## [Selected passage]
## BEGIN

Citation:  Paper number  024143,  2002 ASAE Annual Meeting . (doi: 10.13031/2013.9386) @2002
Authors:   John A. Pecchia, Harold M. Keener and Frederick C. Michel Jr.
Keywords:   Nitrogen loss, composting, dairy manure, pilot-scale, carbon dioxide

Dairy operations considering composting as a waste management alternative must address the economics of installing and running a composting system to determine its feasibility. The type and quantity of amendments needed to reduce the high moisture manure (85-90% moisture) to a level that can be handled in a composting system (65-70 % moisture) will have a significant impact on the associated costs. The amount of required amendments varies depending on both types and amounts of bedding materials used. Sawdust is often used as a composting amendment because of its low moisture content, porosity and C:N ratios which compliments dairy manure. However, by reintroducing finished compost as an amendment it is possible to reduce the amount of sawdust used thereby making composting more economical. The effects of using recycled compost on decomposition rate and ammonia loss during dairy manure composting were studied in 4 Liter pilot-scale composting reactors to determine optimum recycling rates. The results demonstrated an inverse relationship between the amount of recycled compost incorporated into the formula and ammonia loss. Decomposition rate, measured by carbon dioxide production, was also indirectly related to the amount of recycled compost incorporated into the blend.

## END

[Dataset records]
## BEGIN

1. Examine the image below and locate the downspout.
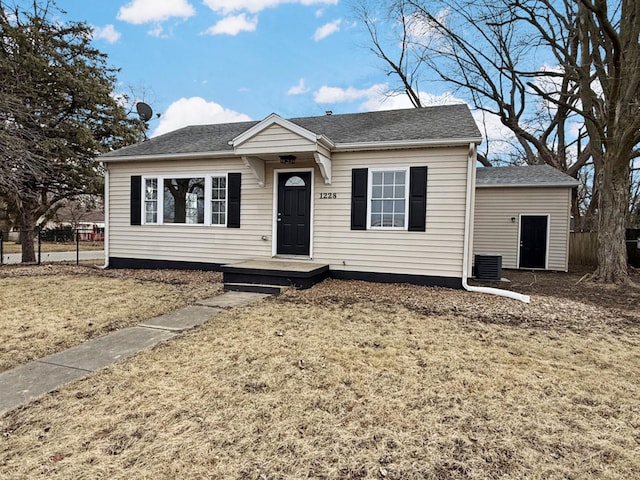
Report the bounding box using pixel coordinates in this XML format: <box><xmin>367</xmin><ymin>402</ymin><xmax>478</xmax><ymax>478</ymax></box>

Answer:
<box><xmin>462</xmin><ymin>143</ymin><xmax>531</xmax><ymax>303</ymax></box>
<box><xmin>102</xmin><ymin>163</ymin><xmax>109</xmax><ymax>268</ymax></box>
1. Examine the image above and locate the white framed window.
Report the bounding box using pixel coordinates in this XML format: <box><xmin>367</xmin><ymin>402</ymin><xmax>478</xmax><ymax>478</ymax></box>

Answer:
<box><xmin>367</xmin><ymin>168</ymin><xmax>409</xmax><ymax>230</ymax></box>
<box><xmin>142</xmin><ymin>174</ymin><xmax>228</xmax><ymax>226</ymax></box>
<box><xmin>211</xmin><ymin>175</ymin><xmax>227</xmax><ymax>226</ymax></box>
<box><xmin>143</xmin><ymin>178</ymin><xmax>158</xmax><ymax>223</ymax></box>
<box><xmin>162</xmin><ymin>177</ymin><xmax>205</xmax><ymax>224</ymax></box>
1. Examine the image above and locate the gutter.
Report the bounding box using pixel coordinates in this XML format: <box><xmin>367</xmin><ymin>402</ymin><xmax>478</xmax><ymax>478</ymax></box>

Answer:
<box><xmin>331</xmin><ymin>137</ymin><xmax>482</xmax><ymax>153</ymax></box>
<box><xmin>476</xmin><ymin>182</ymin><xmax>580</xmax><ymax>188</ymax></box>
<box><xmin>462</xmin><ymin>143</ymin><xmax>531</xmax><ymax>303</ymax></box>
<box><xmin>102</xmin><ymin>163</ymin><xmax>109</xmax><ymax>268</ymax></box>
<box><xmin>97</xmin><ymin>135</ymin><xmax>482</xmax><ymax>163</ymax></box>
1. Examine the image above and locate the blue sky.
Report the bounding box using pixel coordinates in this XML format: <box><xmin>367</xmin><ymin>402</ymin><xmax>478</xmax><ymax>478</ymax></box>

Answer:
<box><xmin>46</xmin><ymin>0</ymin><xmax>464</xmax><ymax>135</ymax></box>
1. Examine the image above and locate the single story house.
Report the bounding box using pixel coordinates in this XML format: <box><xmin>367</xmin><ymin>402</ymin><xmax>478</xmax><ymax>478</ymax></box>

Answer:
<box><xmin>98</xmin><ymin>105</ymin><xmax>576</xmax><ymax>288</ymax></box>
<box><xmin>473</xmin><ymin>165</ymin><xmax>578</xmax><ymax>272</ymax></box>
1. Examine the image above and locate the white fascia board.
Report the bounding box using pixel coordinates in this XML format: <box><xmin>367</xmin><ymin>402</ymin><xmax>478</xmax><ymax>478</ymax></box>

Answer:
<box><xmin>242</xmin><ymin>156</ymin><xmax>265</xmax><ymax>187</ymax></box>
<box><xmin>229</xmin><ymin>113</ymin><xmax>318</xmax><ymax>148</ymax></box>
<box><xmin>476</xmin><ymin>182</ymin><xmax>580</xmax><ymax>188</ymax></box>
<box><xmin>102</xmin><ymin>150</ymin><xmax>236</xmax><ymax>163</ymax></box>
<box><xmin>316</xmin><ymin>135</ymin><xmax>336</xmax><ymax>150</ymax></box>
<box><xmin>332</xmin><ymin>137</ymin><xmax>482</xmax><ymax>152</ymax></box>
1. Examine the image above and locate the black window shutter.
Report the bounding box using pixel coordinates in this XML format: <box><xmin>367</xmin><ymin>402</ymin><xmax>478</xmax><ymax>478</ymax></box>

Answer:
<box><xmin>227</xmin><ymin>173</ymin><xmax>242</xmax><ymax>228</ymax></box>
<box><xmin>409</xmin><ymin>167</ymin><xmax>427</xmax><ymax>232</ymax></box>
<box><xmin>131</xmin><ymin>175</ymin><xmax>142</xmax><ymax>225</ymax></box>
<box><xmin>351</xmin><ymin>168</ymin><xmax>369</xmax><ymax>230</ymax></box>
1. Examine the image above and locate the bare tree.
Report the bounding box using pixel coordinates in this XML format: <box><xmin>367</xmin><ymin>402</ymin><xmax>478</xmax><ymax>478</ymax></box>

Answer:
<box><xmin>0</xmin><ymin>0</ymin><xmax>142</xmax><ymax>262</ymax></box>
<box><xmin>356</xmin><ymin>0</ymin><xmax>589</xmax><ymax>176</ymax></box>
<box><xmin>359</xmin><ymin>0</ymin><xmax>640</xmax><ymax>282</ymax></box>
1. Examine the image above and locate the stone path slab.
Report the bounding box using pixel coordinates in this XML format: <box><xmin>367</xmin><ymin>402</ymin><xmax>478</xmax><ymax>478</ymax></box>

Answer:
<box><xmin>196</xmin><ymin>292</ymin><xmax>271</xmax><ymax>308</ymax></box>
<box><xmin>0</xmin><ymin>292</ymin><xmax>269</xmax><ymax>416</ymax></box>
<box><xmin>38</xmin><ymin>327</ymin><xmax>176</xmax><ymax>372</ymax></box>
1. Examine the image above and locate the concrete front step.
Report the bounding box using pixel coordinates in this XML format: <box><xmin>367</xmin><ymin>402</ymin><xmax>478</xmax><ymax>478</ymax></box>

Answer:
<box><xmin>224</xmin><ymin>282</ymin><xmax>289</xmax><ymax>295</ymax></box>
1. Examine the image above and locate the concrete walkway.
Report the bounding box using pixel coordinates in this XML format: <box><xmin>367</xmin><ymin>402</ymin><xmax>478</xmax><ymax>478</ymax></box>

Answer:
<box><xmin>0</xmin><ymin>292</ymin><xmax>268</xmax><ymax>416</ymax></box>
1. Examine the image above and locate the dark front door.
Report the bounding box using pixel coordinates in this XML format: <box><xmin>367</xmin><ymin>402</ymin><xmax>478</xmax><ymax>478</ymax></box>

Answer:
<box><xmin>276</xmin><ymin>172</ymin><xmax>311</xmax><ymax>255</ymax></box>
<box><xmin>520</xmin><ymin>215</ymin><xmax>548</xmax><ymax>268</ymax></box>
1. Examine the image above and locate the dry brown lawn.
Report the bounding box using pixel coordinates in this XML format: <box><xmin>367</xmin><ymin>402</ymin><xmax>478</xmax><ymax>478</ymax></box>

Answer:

## END
## BEGIN

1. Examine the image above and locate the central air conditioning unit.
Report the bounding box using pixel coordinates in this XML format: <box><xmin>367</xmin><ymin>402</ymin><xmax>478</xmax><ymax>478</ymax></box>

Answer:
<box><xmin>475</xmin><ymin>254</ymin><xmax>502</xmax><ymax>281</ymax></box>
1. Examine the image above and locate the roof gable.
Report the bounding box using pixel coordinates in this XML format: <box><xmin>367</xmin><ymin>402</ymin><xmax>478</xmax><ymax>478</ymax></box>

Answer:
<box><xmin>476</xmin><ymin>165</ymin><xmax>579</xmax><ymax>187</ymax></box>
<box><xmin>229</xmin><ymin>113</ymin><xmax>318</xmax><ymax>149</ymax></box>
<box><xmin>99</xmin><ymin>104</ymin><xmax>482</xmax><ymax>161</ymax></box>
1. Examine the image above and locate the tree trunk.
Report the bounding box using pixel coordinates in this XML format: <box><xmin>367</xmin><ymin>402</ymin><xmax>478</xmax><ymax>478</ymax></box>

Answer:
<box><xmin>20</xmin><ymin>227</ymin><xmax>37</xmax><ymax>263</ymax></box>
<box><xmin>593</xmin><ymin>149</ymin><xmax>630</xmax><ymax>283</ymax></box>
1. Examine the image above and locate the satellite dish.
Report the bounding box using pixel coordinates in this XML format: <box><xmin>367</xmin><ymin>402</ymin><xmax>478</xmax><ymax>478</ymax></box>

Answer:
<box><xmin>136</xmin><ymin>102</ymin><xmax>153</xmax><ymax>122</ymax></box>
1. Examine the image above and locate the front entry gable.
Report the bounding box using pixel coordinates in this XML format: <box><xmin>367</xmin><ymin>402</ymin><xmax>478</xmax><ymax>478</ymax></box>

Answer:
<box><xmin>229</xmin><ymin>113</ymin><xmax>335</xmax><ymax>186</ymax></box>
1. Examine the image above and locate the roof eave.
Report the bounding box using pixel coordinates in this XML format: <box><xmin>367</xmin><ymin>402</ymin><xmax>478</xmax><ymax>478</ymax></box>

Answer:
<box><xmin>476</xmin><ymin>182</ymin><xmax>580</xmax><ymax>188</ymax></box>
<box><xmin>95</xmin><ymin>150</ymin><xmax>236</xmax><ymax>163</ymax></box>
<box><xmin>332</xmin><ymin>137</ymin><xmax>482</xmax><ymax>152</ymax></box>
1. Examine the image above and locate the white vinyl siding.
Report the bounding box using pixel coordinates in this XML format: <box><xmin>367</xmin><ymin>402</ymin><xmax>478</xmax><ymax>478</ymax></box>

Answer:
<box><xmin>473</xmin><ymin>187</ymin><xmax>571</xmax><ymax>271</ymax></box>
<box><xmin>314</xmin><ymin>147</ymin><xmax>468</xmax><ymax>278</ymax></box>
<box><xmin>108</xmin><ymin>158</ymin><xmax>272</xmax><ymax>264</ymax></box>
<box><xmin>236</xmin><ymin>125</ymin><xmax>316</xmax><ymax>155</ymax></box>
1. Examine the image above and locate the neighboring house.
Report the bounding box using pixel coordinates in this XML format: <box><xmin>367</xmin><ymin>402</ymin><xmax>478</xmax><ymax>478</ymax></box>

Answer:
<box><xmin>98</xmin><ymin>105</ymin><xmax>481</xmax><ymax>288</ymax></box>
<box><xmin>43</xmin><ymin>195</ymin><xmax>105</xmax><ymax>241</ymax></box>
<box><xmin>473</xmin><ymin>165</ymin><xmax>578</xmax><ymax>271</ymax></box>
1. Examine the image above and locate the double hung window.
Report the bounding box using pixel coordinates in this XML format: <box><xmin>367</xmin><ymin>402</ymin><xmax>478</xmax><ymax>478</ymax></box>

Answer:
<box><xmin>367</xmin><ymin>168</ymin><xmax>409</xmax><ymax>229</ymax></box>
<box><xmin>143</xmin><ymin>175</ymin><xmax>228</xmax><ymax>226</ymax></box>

## END

According to the composting abstract, to what moisture level must high-moisture dairy manure be reduced so it can be handled in a composting system? These entries are separate material, apart from the composting abstract.

65-70% moisture.